━━━ Dataset content

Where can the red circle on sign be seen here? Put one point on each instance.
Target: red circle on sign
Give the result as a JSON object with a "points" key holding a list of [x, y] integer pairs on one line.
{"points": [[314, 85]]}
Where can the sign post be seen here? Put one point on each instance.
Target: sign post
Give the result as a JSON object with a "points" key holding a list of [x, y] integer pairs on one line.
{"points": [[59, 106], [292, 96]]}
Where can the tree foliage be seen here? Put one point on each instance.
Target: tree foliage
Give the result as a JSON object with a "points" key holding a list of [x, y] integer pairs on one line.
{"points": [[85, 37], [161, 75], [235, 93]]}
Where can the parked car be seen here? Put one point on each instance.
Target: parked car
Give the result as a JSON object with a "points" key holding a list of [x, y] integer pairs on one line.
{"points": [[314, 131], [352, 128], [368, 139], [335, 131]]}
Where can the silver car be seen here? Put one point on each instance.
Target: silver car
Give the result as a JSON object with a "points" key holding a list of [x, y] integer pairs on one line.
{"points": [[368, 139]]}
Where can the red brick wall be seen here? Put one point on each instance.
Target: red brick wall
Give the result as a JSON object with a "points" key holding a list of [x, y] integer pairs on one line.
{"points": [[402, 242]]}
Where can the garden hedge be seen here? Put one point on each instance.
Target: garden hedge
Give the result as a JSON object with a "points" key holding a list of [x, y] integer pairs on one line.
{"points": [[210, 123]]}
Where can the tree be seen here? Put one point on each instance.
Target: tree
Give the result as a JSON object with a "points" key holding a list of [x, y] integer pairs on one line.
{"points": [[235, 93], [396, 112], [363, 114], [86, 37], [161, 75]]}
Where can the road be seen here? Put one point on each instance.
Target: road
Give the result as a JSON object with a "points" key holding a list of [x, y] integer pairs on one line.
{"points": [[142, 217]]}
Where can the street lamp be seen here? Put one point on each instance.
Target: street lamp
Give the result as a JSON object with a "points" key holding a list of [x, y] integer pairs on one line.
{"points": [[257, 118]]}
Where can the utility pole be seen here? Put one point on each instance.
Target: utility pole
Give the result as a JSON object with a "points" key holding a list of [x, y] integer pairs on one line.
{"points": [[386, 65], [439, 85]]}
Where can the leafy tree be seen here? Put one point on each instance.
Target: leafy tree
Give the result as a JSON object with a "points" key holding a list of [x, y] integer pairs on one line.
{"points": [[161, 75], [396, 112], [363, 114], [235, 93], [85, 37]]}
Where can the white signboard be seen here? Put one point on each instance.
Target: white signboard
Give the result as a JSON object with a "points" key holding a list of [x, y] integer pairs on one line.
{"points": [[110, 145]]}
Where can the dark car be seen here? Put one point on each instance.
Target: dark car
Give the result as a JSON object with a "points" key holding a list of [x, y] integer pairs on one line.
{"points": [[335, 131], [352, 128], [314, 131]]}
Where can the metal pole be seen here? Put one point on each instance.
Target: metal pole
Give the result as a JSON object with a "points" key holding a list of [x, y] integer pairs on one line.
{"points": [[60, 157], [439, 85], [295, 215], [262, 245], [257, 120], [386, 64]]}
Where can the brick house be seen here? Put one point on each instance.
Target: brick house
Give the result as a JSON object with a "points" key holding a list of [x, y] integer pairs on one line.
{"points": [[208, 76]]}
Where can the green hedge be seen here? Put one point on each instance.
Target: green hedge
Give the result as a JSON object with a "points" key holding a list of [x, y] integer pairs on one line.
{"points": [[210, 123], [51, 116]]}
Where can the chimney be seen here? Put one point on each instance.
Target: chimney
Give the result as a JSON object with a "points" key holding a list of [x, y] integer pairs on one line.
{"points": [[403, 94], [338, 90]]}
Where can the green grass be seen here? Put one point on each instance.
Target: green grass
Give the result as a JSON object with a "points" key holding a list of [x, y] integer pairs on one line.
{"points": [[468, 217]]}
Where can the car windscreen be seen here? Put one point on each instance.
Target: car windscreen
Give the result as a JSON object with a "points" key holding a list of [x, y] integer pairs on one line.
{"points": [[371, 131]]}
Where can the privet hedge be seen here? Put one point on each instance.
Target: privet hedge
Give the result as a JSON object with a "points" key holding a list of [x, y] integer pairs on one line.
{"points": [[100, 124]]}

━━━━━━

The required answer is the exact run of lines above starting at the line with "Target: white signboard" and ending at the line with "Target: dark car", with both ends present.

Solution to this task
Target: white signboard
Give the result as a JSON object with a "points" key holding a list of [x, y] integer pairs on one line.
{"points": [[110, 145]]}
Where can the dark car be seen here? Put one point on each instance.
Target: dark car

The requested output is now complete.